> INSTRUCTION
Output the material below in its entirety, exactly as given.

> ENTRIES SUPPLIED

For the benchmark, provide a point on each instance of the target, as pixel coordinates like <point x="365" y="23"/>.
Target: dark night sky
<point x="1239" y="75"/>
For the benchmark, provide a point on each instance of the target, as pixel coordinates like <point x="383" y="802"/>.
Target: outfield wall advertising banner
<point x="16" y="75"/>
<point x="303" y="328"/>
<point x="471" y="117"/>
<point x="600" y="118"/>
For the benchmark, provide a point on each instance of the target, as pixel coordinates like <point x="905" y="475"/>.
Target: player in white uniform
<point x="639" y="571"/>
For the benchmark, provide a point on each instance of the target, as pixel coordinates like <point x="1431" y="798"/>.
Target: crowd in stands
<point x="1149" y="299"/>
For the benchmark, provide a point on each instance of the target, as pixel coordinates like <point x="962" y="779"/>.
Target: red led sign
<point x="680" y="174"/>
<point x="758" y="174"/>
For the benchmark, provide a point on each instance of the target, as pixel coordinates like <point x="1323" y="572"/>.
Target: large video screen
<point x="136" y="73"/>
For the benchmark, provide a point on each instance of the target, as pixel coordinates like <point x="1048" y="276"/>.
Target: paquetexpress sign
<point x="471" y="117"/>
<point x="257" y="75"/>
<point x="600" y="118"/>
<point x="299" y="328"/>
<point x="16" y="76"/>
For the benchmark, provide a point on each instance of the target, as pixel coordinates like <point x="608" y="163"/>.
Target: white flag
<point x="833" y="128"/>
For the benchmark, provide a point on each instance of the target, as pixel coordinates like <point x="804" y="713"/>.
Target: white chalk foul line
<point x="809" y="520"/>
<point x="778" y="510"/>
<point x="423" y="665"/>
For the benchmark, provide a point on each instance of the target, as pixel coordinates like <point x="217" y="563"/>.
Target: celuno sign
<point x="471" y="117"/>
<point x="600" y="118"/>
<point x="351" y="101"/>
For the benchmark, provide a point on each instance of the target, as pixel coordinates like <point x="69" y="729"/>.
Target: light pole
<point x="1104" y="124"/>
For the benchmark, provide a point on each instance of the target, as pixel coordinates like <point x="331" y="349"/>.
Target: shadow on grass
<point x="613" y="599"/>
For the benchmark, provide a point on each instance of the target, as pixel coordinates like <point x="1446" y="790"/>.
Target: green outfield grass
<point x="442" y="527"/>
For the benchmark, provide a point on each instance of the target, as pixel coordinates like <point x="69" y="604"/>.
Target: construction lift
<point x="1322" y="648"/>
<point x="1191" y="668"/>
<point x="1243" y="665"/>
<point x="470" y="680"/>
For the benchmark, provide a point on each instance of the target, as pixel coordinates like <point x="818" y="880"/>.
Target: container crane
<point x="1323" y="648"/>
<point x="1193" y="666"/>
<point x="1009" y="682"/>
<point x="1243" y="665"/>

> OUTPUT
For the benchmark, provide a point on each instance of the target, as pixel coordinates like <point x="365" y="23"/>.
Target: dark night sky
<point x="1239" y="75"/>
For the benchmark, provide a point on each instance of the target, as pixel coordinates like <point x="383" y="802"/>.
Target: outfield wall advertising banner
<point x="16" y="75"/>
<point x="303" y="328"/>
<point x="471" y="117"/>
<point x="600" y="118"/>
For the benchmark, provide a point on each instance of the target, as pixel coordinates like <point x="905" y="475"/>.
Target: player in white uniform
<point x="639" y="571"/>
For the benchmark, provide a point on each instance of the target, as pixel coordinates like <point x="1431" y="798"/>.
Target: crowd in stands
<point x="1149" y="299"/>
For the benchmark, provide a point on each instance of the target, as pixel coordinates like <point x="962" y="779"/>.
Target: red led sign
<point x="680" y="174"/>
<point x="758" y="174"/>
For the benchmark, provide a point on each instance of the target, as pixel coordinates like <point x="1323" y="572"/>.
Target: large video screen
<point x="136" y="73"/>
For the benchmark, provide a point on each instance of the target, as pixel coordinates like <point x="1048" y="276"/>.
Target: paquetexpress sign
<point x="471" y="117"/>
<point x="257" y="75"/>
<point x="600" y="118"/>
<point x="299" y="328"/>
<point x="16" y="76"/>
For the benchmark, provide a point on each instance of the target, as pixel coordinates like <point x="608" y="163"/>.
Target: white flag
<point x="833" y="128"/>
For the benchmark, provide a point on each instance of the target, as pixel coordinates like <point x="804" y="713"/>.
Target: white chalk foul line
<point x="809" y="520"/>
<point x="778" y="510"/>
<point x="423" y="665"/>
For the benchmark, provide a point on each instance of the target, as pixel coordinates like <point x="217" y="563"/>.
Target: celuno sign
<point x="471" y="117"/>
<point x="600" y="118"/>
<point x="351" y="101"/>
For the benchmark, provide a point on each instance of the target, as pixel coordinates like <point x="69" y="729"/>.
Target: light pole
<point x="1104" y="124"/>
For the benchmark, provide a point on each instance of the target, as pixel coordinates like <point x="331" y="349"/>.
Target: shadow on grass
<point x="613" y="599"/>
For the benchmark, provide a point on each instance of the target, as pixel coordinates like <point x="1446" y="790"/>.
Target: green outfield grass
<point x="442" y="527"/>
For the benchmark, provide a point on each instance of the target, as pixel coordinates like <point x="69" y="604"/>.
Target: construction lift
<point x="1322" y="648"/>
<point x="1191" y="668"/>
<point x="1243" y="665"/>
<point x="470" y="680"/>
For the benchmark, provide a point on each instance of the target, as pixel coordinates like <point x="818" y="880"/>.
Target: container crane
<point x="1323" y="648"/>
<point x="1193" y="666"/>
<point x="1009" y="682"/>
<point x="1243" y="665"/>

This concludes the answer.